>> Begin Data

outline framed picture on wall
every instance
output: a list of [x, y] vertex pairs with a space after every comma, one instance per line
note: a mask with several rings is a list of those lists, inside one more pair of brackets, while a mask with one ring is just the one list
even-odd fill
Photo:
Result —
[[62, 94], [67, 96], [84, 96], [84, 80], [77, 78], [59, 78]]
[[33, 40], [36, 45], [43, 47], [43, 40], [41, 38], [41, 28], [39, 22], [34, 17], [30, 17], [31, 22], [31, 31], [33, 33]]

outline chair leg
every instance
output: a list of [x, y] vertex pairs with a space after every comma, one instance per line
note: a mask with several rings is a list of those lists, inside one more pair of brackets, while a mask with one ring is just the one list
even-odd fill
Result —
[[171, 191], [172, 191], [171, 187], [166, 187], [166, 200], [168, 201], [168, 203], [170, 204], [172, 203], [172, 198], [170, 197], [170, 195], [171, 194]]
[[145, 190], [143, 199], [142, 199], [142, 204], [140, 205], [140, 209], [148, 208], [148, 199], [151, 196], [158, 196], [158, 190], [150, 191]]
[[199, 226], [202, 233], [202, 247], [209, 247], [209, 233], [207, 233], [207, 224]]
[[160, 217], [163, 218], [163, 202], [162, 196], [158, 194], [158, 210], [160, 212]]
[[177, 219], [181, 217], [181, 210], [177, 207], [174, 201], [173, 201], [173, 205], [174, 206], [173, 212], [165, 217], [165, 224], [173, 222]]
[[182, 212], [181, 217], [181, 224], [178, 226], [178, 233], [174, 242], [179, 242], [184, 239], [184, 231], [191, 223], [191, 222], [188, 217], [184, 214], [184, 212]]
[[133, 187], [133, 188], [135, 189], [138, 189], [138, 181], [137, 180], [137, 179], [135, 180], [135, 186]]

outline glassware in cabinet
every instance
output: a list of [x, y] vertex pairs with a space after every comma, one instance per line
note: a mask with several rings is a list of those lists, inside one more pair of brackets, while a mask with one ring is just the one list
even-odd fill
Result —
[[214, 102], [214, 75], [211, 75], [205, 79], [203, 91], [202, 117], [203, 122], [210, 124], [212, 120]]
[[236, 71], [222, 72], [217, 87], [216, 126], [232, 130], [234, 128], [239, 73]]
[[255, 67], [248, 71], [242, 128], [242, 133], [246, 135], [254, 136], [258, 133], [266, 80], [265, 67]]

>> End Data

Written request ▸ Render every line of the items above as a Markdown table, skipping blank lines. Use a column named Row for the line's number and a column named Text for the line itself.

Task solution ▸
| Row | Text |
|---|---|
| 1 | outline framed picture on wall |
| 2 | every instance |
| 3 | output: a list of [x, y] vertex pairs with a space after every comma, one instance per line |
| 4 | note: a mask with several rings is a list of those lists, inside one more pair of brackets, while a mask with one ring is just the one list |
| 5 | even-odd fill |
| 6 | Photo: |
| 7 | Result — |
| 8 | [[62, 94], [67, 96], [84, 96], [84, 80], [77, 78], [59, 78]] |
| 9 | [[33, 40], [36, 45], [43, 47], [43, 40], [41, 38], [41, 28], [39, 22], [34, 17], [30, 17], [31, 22], [31, 31], [33, 33]] |
| 10 | outline chair leg |
| 11 | every instance |
| 12 | output: a list of [x, y] vertex pairs with a space after every comma, one instance per line |
| 13 | note: a mask with several rings is a list of those lists, inside one more pair of brackets, while a mask with one ring is just the one list |
| 14 | even-odd fill |
| 15 | Result — |
| 16 | [[171, 191], [172, 191], [171, 187], [166, 187], [166, 200], [168, 201], [168, 203], [170, 204], [172, 203], [172, 198], [170, 197], [170, 195], [171, 194]] |
| 17 | [[145, 190], [143, 199], [142, 199], [142, 204], [140, 205], [140, 209], [148, 208], [148, 199], [151, 196], [158, 196], [158, 190], [150, 191]] |
| 18 | [[199, 226], [202, 233], [202, 247], [209, 247], [209, 233], [207, 233], [207, 224]] |
| 19 | [[160, 217], [163, 218], [163, 202], [162, 196], [158, 194], [158, 210], [160, 212]] |
| 20 | [[177, 219], [181, 217], [181, 210], [177, 207], [174, 201], [173, 201], [173, 205], [174, 206], [173, 212], [165, 217], [165, 224], [173, 222]] |
| 21 | [[182, 212], [181, 217], [181, 224], [178, 226], [178, 233], [174, 242], [179, 242], [184, 239], [184, 231], [191, 223], [191, 222], [188, 217], [184, 214], [184, 212]] |
| 22 | [[133, 187], [133, 188], [135, 189], [138, 189], [138, 181], [137, 180], [137, 179], [135, 180], [135, 186]] |
| 23 | outline glassware in cabinet |
| 24 | every instance |
| 25 | output: a list of [x, y] vertex pairs with a space after every comma, one instance per line |
| 26 | note: a mask with several rings is a list of those lists, inside one more pair of brackets, while a mask with one ring is just the one list |
| 27 | even-odd fill |
| 28 | Result — |
| 29 | [[214, 102], [214, 75], [211, 75], [205, 79], [203, 91], [202, 117], [203, 122], [210, 124], [212, 120]] |
| 30 | [[236, 71], [222, 72], [217, 87], [216, 126], [232, 130], [234, 128], [239, 73]] |
| 31 | [[255, 67], [248, 71], [242, 128], [242, 133], [246, 135], [254, 136], [258, 133], [266, 80], [265, 67]] |